WHAT YOU HAVE TO DO:
Repeat the listing in full, word for word.

DATA FOR PROCESSING:
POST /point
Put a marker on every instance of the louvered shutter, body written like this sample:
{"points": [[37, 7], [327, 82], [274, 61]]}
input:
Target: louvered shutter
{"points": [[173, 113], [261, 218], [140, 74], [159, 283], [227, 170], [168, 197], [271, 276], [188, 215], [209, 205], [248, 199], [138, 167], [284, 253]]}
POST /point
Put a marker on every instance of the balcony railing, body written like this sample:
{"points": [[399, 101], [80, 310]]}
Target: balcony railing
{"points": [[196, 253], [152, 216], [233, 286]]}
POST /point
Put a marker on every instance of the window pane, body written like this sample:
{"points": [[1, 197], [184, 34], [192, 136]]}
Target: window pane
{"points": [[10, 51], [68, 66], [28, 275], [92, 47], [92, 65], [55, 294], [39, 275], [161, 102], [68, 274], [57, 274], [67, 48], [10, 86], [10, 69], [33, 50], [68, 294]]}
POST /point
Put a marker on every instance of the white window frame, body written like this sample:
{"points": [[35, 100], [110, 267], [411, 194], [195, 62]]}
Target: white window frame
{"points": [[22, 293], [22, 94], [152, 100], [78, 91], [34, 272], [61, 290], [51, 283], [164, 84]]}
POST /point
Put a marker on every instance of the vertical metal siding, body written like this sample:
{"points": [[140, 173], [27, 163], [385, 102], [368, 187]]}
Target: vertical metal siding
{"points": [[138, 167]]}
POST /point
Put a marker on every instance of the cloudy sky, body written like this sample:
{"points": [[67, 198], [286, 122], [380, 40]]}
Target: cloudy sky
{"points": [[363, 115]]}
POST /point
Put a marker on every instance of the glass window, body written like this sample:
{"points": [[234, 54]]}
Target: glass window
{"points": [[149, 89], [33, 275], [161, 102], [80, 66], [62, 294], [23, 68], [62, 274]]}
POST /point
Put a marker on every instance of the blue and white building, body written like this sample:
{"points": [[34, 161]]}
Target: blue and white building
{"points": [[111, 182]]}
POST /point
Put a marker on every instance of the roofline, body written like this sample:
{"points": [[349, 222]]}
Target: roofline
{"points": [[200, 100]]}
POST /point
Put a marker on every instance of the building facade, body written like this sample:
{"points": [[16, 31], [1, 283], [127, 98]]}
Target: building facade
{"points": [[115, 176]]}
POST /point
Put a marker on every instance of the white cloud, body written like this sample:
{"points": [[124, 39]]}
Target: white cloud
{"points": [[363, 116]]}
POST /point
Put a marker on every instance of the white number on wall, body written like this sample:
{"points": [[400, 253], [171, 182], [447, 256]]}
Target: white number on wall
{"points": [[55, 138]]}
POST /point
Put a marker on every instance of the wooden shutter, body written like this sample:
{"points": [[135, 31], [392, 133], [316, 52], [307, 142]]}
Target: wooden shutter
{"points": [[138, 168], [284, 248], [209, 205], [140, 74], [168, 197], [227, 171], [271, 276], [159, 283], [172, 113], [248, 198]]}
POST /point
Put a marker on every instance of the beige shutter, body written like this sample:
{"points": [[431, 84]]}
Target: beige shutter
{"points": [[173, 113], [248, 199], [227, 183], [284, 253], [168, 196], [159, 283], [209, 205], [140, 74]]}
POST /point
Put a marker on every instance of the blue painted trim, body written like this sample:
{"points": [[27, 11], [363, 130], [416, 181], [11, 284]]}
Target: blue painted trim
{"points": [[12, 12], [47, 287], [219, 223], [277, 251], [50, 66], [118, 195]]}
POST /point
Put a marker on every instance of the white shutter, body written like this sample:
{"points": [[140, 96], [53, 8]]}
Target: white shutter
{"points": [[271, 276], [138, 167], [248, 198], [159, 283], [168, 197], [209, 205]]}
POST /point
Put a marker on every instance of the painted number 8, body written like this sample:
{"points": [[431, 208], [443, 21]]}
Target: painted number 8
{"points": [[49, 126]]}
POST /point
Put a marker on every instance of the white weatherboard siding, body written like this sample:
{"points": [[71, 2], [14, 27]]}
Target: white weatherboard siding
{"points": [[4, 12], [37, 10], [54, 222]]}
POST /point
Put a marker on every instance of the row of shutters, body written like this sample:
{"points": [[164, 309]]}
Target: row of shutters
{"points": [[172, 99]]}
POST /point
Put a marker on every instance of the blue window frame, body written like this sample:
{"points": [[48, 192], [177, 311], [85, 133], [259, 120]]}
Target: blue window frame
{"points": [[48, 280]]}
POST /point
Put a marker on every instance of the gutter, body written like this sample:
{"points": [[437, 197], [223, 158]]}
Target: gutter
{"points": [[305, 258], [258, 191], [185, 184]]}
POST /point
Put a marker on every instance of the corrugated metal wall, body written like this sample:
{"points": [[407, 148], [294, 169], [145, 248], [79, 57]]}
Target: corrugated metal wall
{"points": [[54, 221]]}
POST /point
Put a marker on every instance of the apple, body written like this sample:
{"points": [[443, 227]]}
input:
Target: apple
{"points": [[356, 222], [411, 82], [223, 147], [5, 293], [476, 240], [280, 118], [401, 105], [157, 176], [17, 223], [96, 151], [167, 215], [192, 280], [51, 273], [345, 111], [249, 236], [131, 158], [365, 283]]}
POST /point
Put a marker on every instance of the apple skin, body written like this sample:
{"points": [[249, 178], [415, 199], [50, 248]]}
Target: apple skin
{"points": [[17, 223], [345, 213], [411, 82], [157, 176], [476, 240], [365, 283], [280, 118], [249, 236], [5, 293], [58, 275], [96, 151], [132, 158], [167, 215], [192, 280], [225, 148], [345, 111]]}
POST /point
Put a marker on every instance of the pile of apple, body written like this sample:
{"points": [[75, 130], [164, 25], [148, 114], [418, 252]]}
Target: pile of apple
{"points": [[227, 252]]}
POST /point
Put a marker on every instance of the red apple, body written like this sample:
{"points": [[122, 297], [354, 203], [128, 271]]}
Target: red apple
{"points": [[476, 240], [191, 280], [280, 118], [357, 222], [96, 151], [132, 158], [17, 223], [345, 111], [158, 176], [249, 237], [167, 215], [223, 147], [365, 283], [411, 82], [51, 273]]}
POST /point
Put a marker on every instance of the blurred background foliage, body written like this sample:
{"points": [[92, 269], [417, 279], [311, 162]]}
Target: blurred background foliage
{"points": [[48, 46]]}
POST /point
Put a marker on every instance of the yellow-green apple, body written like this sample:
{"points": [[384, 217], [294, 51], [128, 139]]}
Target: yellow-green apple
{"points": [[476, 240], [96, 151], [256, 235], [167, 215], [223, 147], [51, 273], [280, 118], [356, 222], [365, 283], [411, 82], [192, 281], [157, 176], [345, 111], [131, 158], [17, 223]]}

WRITTEN ANSWER:
POST /point
Put a marker on every instance of the louvered shutter, body written like this sample:
{"points": [[37, 7], [327, 82], [274, 61]]}
input:
Target: louvered shutter
{"points": [[173, 113], [261, 218], [140, 74], [159, 283], [227, 170], [168, 197], [271, 276], [188, 215], [209, 205], [248, 199], [138, 167], [284, 253]]}
POST /point
Put a marker on every instance of the balcony railing, body written like this sample:
{"points": [[399, 101], [80, 310]]}
Target: balcony railing
{"points": [[196, 253], [152, 216], [233, 286]]}
POST /point
Put a marker on every instance of the window pane, body written like this sample:
{"points": [[1, 197], [184, 34], [192, 136]]}
Target: window pane
{"points": [[10, 51], [68, 66], [28, 275], [92, 47], [92, 65], [55, 294], [39, 275], [161, 102], [68, 274], [57, 274], [67, 48], [10, 86], [10, 69], [33, 50], [68, 294]]}
POST /point
Put a marker on every instance of the white window frame, body written like this sample:
{"points": [[35, 100], [110, 267], [411, 194], [195, 62]]}
Target: white window frame
{"points": [[22, 293], [22, 94], [152, 100], [78, 91], [34, 272], [61, 290], [51, 283], [164, 84]]}
POST /point
Put a marker on every instance of the vertical metal siding, body written like this sample:
{"points": [[140, 173], [27, 163], [385, 102], [368, 187]]}
Target: vertical metal siding
{"points": [[138, 167]]}
POST /point
Put a marker on every instance of the cloudy sky, body written like this sample:
{"points": [[67, 198], [286, 122], [380, 40]]}
Target: cloudy sky
{"points": [[363, 115]]}
POST /point
Put a marker on every instance of the glass window, body written like this sample:
{"points": [[234, 54]]}
Target: glass window
{"points": [[149, 89], [33, 275], [161, 102], [80, 66], [62, 294], [23, 68], [62, 274]]}
POST /point
Put a marker on every instance of the blue and white building, body written like this sample:
{"points": [[34, 161]]}
Target: blue and white building
{"points": [[111, 182]]}
POST /point
Put a marker on every instance of the roofline, body written like this sample:
{"points": [[349, 222]]}
Target: roofline
{"points": [[200, 100]]}
POST /point
Put a marker on every instance of the building facade, body written like this sample:
{"points": [[16, 31], [1, 283], [127, 98]]}
Target: building facade
{"points": [[115, 176]]}
POST /point
Put a marker on every instance of the white cloud, body written like this sample:
{"points": [[124, 39]]}
Target: white cloud
{"points": [[363, 116]]}
POST /point
Put a marker on every instance of the white number on wall, body written like this sample:
{"points": [[400, 253], [171, 182], [447, 256]]}
Target: white number on wall
{"points": [[55, 138]]}
POST /point
Put a marker on every instance of the wooden shutter, body written like this sample:
{"points": [[135, 31], [392, 133], [316, 52], [307, 142]]}
Target: wooden shutter
{"points": [[138, 168], [284, 248], [209, 205], [140, 74], [168, 197], [227, 171], [271, 276], [159, 283], [172, 113], [248, 198]]}
POST /point
Put a marker on every instance of the beige shutter, body written like this sample:
{"points": [[431, 84]]}
Target: beige shutter
{"points": [[173, 113], [248, 199], [227, 183], [284, 253], [168, 196], [159, 283], [209, 205], [140, 74]]}
POST /point
Put a marker on every instance of the blue painted trim, body written like this sample:
{"points": [[27, 11], [363, 130], [416, 181], [11, 284]]}
Target: blue painted trim
{"points": [[12, 12], [47, 287], [219, 223], [277, 251], [50, 66], [118, 195]]}
POST /point
Put a marker on every instance of the white shutter, body written like this sample:
{"points": [[140, 96], [53, 8]]}
Target: white shutter
{"points": [[271, 276], [138, 167], [248, 198], [159, 283], [168, 197], [209, 205]]}
POST /point
Put a marker on every instance of the painted number 8, body written like this sample:
{"points": [[431, 208], [443, 21]]}
Target: painted number 8
{"points": [[49, 126]]}
POST /point
Put a marker on every instance of the white weatherboard siding, body written like this sample:
{"points": [[71, 2], [14, 27]]}
Target: white weatherboard siding
{"points": [[4, 12], [37, 10], [54, 222]]}
POST /point
Put a marker on every instance of the row of shutters, body written like this sample:
{"points": [[164, 309]]}
Target: row of shutters
{"points": [[172, 99]]}
POST /point
Put a marker on every instance of the blue window frame, body written like this sample:
{"points": [[48, 192], [177, 311], [85, 133], [259, 120]]}
Target: blue window frame
{"points": [[48, 280]]}
POST /point
Put a marker on every instance of the gutter, body written like this sample:
{"points": [[437, 197], [223, 158]]}
Target: gutter
{"points": [[305, 258], [258, 191], [185, 184]]}
POST /point
Put a marker on every instance of the corrugated metal wall, body written like this sample:
{"points": [[407, 148], [294, 169], [145, 248], [79, 57]]}
Target: corrugated metal wall
{"points": [[54, 221]]}
POST /point
Put a marker on every instance of the apple, body written like this sample:
{"points": [[443, 227]]}
input:
Target: apple
{"points": [[356, 222], [411, 82], [223, 147], [5, 293], [476, 240], [280, 118], [401, 105], [157, 176], [17, 223], [96, 151], [167, 215], [192, 280], [51, 273], [345, 111], [249, 236], [131, 158], [365, 283]]}
POST /point
Put a marker on every instance of the apple skin, body written like this sample:
{"points": [[249, 178], [415, 199], [50, 248]]}
Target: apple skin
{"points": [[17, 223], [345, 213], [411, 82], [157, 176], [476, 240], [365, 283], [280, 118], [249, 236], [5, 293], [58, 275], [96, 151], [132, 158], [167, 215], [192, 280], [225, 148], [345, 111]]}
POST /point
Put a marker on every instance of the pile of apple, body written like this sample:
{"points": [[75, 130], [164, 25], [148, 114], [418, 252]]}
Target: pile of apple
{"points": [[227, 252]]}
POST /point
Put a marker on every instance of the red apple, body written like this sample:
{"points": [[122, 297], [354, 203], [128, 271]]}
Target: red apple
{"points": [[476, 240], [191, 280], [280, 118], [357, 222], [96, 151], [132, 158], [17, 223], [345, 111], [158, 176], [249, 237], [167, 215], [223, 147], [365, 283], [411, 82], [51, 273]]}
POST /point
Put a marker on every instance of the blurred background foliage, body written like this sample:
{"points": [[92, 269], [417, 279], [311, 162]]}
Target: blurred background foliage
{"points": [[48, 46]]}
POST /point
Put a marker on every instance of the yellow-green apple, body written like this sample:
{"points": [[384, 217], [294, 51], [128, 139]]}
Target: yellow-green apple
{"points": [[476, 240], [96, 151], [256, 235], [167, 215], [223, 147], [51, 273], [280, 118], [356, 222], [365, 283], [411, 82], [192, 281], [157, 176], [345, 111], [131, 158], [17, 223]]}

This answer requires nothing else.